[Point localization data]
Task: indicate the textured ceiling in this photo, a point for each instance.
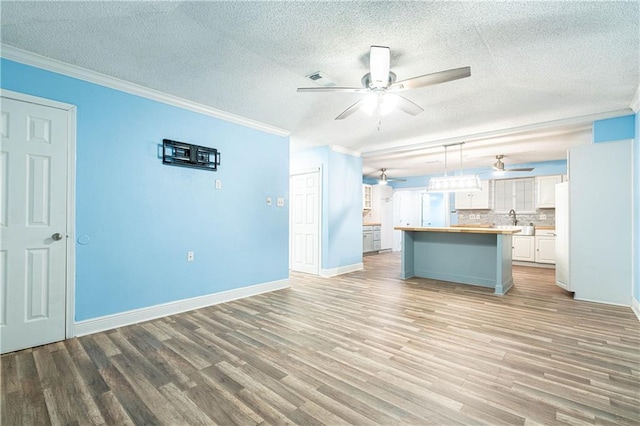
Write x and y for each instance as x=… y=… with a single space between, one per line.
x=531 y=63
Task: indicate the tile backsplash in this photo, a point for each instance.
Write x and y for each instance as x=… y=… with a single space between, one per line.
x=466 y=217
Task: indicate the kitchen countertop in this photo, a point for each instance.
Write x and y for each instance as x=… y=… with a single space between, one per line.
x=459 y=230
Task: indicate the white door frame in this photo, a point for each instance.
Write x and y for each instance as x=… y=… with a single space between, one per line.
x=317 y=170
x=71 y=199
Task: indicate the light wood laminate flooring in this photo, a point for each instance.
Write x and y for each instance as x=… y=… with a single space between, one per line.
x=362 y=348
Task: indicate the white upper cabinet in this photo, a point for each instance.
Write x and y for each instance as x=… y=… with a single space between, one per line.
x=474 y=199
x=546 y=189
x=516 y=194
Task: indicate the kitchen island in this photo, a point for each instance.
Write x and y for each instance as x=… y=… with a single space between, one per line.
x=475 y=256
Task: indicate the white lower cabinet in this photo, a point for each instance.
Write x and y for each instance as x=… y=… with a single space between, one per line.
x=371 y=238
x=524 y=248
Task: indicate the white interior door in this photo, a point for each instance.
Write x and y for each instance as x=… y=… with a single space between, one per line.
x=33 y=215
x=305 y=222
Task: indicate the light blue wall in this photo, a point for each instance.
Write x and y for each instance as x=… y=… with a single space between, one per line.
x=142 y=217
x=341 y=203
x=636 y=210
x=614 y=129
x=624 y=128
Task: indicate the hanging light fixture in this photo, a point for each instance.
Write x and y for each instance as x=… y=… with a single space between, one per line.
x=454 y=183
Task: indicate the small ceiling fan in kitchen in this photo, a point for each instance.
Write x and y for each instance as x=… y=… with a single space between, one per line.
x=383 y=179
x=381 y=86
x=498 y=167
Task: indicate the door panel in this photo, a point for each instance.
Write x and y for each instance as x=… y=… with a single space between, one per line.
x=305 y=225
x=33 y=197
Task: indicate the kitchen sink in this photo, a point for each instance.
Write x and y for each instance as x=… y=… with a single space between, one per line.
x=524 y=230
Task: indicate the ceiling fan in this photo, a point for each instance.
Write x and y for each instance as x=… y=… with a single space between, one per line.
x=498 y=166
x=383 y=179
x=380 y=83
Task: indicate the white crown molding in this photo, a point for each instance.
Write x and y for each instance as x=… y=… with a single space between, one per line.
x=53 y=65
x=343 y=150
x=108 y=322
x=635 y=102
x=585 y=120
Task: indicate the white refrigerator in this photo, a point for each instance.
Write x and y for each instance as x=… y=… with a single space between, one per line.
x=562 y=236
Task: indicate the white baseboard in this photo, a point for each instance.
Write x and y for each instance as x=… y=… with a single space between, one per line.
x=635 y=306
x=135 y=316
x=328 y=273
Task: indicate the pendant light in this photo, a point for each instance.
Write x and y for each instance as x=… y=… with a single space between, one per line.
x=454 y=183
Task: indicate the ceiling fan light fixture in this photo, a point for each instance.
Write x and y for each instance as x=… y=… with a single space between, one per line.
x=379 y=61
x=384 y=102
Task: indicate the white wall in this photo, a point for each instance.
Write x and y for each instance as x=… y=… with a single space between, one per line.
x=600 y=196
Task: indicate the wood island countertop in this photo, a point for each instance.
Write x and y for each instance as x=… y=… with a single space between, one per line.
x=459 y=230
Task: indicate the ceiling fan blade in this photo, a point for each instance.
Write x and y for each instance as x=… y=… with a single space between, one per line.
x=379 y=64
x=347 y=112
x=524 y=169
x=332 y=89
x=431 y=79
x=407 y=106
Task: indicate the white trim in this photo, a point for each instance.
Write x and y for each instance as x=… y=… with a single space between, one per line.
x=328 y=273
x=635 y=307
x=343 y=150
x=585 y=120
x=305 y=171
x=635 y=102
x=318 y=172
x=53 y=65
x=602 y=302
x=70 y=284
x=135 y=316
x=10 y=94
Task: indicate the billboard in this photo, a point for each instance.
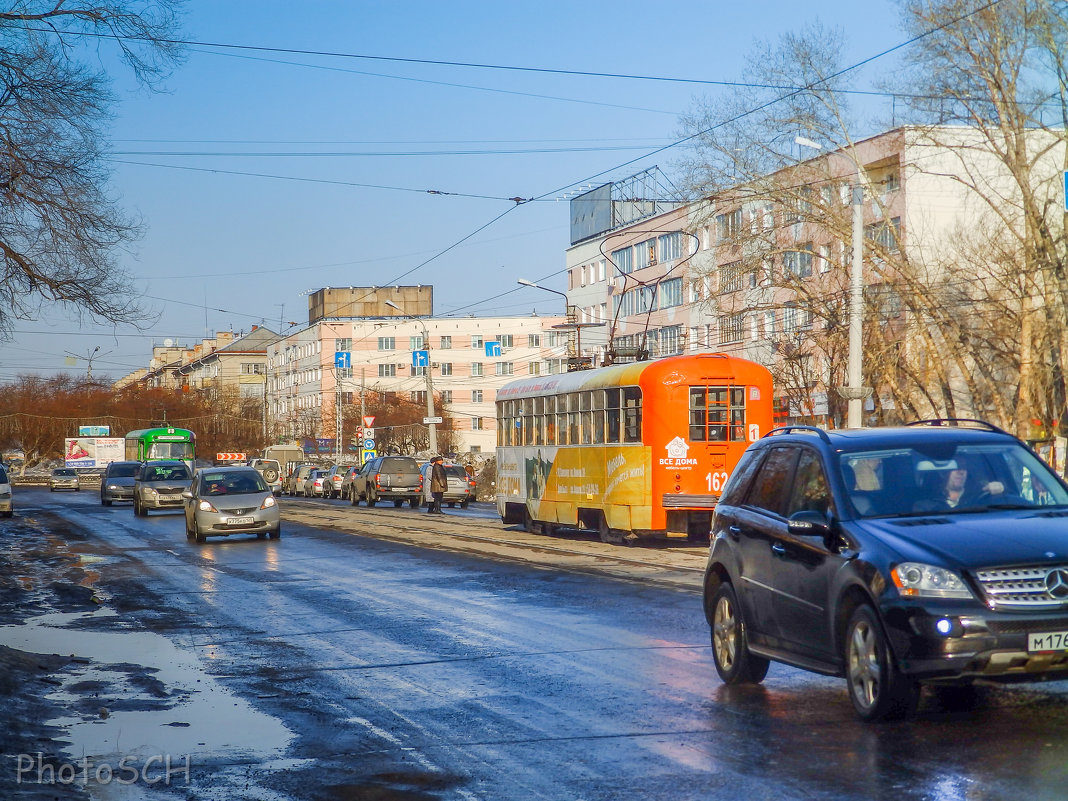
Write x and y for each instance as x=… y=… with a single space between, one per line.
x=87 y=452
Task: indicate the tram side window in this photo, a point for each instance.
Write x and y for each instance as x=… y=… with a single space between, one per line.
x=572 y=419
x=612 y=414
x=718 y=413
x=598 y=415
x=550 y=420
x=737 y=413
x=699 y=414
x=586 y=417
x=631 y=414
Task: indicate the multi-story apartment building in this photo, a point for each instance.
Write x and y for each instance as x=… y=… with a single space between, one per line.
x=303 y=380
x=763 y=269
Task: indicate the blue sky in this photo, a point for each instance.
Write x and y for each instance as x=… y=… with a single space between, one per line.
x=357 y=143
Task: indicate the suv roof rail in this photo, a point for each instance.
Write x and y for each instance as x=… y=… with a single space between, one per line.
x=799 y=429
x=956 y=423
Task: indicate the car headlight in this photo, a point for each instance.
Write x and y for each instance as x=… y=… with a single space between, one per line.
x=917 y=580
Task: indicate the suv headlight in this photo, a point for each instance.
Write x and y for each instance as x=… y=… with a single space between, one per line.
x=917 y=580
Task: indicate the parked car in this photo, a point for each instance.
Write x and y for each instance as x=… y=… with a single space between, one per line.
x=231 y=500
x=932 y=553
x=116 y=484
x=6 y=500
x=314 y=484
x=460 y=486
x=334 y=476
x=63 y=478
x=346 y=482
x=388 y=478
x=271 y=472
x=159 y=485
x=295 y=484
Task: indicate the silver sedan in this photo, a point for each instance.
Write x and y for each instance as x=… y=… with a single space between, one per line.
x=231 y=500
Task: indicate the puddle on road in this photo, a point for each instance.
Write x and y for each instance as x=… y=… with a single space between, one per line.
x=202 y=718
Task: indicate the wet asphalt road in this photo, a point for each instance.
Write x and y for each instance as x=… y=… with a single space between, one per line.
x=403 y=672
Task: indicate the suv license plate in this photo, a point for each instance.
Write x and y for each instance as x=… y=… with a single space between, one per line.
x=1047 y=641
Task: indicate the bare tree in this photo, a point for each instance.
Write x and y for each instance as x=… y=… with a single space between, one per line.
x=60 y=231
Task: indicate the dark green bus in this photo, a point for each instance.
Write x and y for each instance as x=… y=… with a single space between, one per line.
x=161 y=443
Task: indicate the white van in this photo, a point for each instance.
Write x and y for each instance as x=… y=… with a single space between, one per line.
x=6 y=505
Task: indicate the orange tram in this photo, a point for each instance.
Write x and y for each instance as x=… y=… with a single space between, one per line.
x=631 y=451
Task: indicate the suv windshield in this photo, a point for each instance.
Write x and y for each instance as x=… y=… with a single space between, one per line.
x=166 y=473
x=946 y=477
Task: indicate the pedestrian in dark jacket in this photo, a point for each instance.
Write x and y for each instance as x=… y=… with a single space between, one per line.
x=439 y=483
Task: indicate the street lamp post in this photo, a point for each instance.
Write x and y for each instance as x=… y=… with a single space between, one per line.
x=854 y=392
x=429 y=379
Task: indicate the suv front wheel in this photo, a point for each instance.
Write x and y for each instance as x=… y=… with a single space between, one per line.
x=734 y=661
x=876 y=687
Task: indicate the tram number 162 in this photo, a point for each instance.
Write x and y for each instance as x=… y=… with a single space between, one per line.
x=716 y=481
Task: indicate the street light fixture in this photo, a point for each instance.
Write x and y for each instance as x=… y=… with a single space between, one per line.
x=854 y=392
x=429 y=381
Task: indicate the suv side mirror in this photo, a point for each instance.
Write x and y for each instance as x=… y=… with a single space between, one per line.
x=809 y=524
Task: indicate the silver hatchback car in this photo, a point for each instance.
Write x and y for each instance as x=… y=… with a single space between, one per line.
x=231 y=500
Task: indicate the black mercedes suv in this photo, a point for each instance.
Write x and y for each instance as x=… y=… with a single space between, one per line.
x=930 y=553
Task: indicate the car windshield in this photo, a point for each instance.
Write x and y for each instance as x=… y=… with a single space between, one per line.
x=946 y=477
x=398 y=465
x=231 y=484
x=166 y=473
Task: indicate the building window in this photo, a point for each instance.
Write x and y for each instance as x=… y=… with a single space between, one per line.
x=799 y=262
x=671 y=246
x=671 y=293
x=884 y=234
x=731 y=277
x=624 y=260
x=731 y=328
x=728 y=225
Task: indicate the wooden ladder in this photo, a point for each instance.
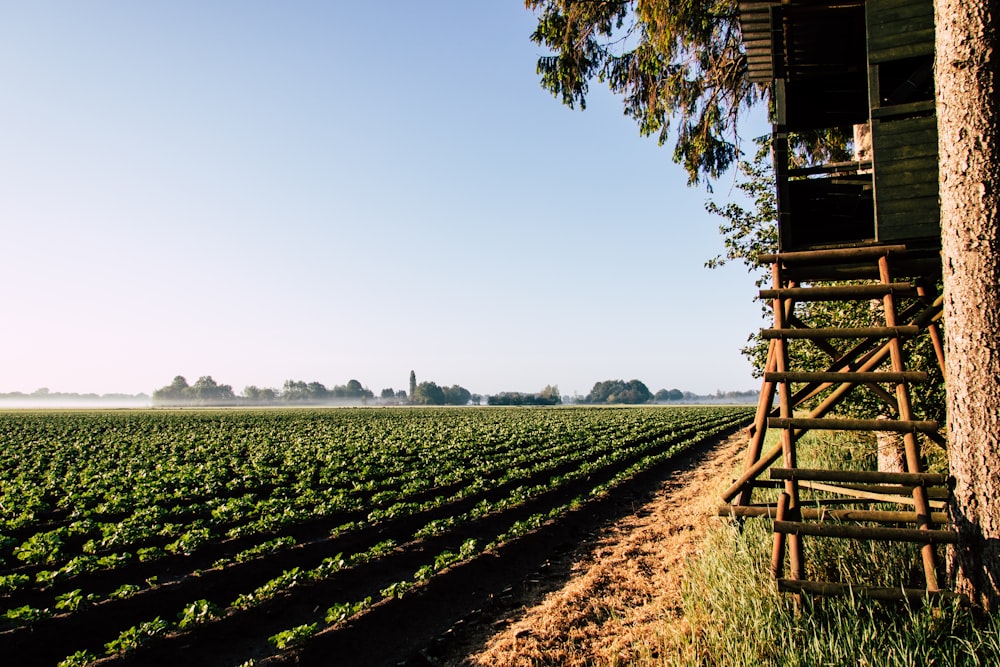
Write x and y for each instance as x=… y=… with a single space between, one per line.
x=848 y=274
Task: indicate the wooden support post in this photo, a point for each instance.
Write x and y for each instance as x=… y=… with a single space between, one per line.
x=909 y=439
x=778 y=548
x=785 y=410
x=760 y=423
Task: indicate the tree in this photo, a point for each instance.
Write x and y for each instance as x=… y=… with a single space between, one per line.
x=456 y=395
x=966 y=65
x=207 y=390
x=427 y=393
x=175 y=392
x=681 y=61
x=619 y=391
x=550 y=395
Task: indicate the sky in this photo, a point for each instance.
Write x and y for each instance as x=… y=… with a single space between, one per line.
x=324 y=191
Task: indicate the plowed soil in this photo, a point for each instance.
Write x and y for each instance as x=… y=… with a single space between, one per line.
x=593 y=587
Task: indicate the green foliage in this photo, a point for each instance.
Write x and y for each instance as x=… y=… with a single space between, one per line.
x=198 y=612
x=632 y=392
x=136 y=636
x=138 y=479
x=26 y=614
x=669 y=61
x=293 y=637
x=125 y=591
x=738 y=617
x=343 y=611
x=748 y=232
x=78 y=659
x=12 y=582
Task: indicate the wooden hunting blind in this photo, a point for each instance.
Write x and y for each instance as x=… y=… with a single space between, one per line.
x=865 y=65
x=868 y=228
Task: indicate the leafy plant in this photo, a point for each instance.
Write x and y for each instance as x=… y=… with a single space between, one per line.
x=344 y=610
x=293 y=637
x=200 y=611
x=136 y=636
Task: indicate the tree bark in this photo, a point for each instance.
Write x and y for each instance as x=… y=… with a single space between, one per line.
x=966 y=74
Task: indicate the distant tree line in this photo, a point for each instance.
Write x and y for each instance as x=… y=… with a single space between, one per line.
x=206 y=391
x=620 y=392
x=548 y=396
x=43 y=394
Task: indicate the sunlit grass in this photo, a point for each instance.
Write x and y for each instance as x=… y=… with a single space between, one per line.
x=735 y=616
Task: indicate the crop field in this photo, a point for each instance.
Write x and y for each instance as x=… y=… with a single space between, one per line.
x=230 y=537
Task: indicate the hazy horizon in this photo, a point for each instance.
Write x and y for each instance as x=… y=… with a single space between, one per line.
x=317 y=191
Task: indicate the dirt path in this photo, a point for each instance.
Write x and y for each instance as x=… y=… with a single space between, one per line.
x=623 y=593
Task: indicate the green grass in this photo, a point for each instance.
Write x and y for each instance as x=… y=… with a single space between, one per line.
x=736 y=616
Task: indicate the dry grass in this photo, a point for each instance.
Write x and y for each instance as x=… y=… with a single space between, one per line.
x=624 y=599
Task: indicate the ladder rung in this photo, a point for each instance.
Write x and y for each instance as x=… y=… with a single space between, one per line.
x=842 y=332
x=839 y=292
x=914 y=595
x=879 y=533
x=831 y=424
x=876 y=516
x=850 y=377
x=833 y=255
x=907 y=479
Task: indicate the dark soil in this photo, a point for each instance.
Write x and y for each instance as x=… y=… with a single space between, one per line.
x=424 y=627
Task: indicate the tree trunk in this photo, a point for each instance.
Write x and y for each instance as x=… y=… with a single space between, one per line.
x=966 y=74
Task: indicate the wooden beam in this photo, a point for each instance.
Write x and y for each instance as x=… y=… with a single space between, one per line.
x=912 y=595
x=831 y=424
x=861 y=476
x=918 y=535
x=813 y=514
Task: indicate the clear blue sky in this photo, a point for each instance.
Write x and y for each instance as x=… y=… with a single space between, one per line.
x=320 y=191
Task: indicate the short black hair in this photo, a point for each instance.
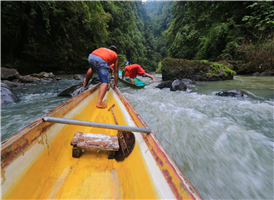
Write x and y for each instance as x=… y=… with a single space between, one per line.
x=113 y=48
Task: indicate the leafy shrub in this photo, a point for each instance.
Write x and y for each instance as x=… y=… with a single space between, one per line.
x=257 y=57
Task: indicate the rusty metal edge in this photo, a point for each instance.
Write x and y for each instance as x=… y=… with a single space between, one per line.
x=7 y=154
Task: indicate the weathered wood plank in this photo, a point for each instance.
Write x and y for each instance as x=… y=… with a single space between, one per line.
x=95 y=141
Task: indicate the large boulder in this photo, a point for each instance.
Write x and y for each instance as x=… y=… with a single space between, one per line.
x=73 y=91
x=44 y=75
x=230 y=93
x=195 y=70
x=7 y=95
x=178 y=85
x=8 y=74
x=164 y=84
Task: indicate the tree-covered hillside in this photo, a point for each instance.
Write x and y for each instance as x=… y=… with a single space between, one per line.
x=58 y=35
x=38 y=35
x=242 y=32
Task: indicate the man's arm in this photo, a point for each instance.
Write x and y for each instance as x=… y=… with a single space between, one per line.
x=132 y=80
x=116 y=69
x=124 y=72
x=88 y=76
x=150 y=77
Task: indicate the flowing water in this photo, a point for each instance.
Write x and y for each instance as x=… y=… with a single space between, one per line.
x=223 y=145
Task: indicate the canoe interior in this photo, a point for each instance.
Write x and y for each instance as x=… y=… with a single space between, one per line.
x=137 y=82
x=37 y=162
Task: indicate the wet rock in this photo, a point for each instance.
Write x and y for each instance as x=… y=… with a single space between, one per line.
x=73 y=91
x=188 y=81
x=195 y=70
x=12 y=83
x=178 y=85
x=28 y=79
x=8 y=74
x=267 y=73
x=256 y=74
x=164 y=84
x=7 y=95
x=230 y=93
x=44 y=75
x=78 y=77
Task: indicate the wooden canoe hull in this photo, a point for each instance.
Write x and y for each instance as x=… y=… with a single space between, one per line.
x=36 y=162
x=138 y=83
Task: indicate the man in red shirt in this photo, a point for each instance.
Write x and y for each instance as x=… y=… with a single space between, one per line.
x=100 y=61
x=133 y=70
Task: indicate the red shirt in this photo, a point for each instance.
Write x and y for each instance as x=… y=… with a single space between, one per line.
x=134 y=70
x=106 y=54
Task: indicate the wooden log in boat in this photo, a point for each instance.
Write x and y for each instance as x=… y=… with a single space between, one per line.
x=37 y=162
x=137 y=82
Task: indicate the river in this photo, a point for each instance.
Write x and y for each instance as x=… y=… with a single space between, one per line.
x=223 y=145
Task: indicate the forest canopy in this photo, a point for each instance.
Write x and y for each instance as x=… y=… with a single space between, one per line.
x=51 y=35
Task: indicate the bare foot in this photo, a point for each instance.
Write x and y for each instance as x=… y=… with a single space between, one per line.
x=101 y=105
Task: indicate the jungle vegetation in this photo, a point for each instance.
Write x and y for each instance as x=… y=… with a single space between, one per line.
x=38 y=35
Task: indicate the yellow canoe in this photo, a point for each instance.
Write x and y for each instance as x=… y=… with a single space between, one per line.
x=37 y=163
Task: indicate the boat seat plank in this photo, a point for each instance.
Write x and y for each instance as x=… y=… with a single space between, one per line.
x=95 y=141
x=92 y=141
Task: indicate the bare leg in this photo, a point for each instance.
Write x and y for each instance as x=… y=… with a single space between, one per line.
x=102 y=92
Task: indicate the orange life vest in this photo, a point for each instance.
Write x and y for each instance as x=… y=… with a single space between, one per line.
x=134 y=70
x=106 y=54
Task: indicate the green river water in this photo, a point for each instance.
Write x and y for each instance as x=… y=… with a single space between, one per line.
x=223 y=145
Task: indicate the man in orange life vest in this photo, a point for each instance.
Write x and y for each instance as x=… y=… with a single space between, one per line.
x=99 y=62
x=133 y=70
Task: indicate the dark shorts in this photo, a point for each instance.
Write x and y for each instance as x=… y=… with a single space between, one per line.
x=100 y=67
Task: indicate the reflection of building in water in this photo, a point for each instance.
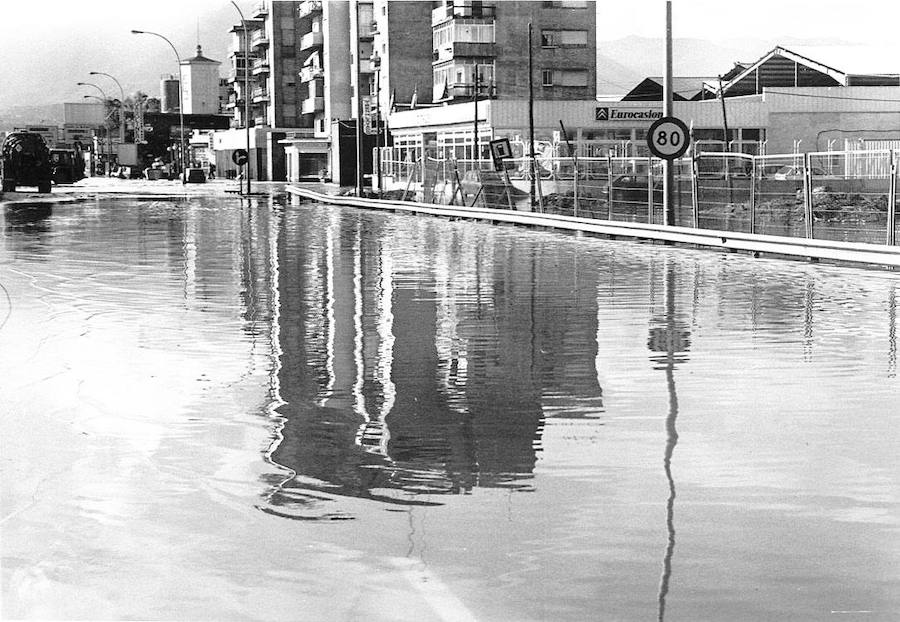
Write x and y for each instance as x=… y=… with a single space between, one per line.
x=418 y=384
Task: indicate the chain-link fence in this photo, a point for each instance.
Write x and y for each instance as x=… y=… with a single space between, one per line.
x=829 y=195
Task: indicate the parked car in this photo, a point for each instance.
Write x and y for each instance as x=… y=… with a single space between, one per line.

▸ **REQUIRED ACTION**:
Copy each line of the data above that holds "windshield".

▸ **THE ANSWER**:
Task: indicate the suv windshield in this photo, a point for each instance.
Task: indicate the car windshield in this photo, a point for each instance.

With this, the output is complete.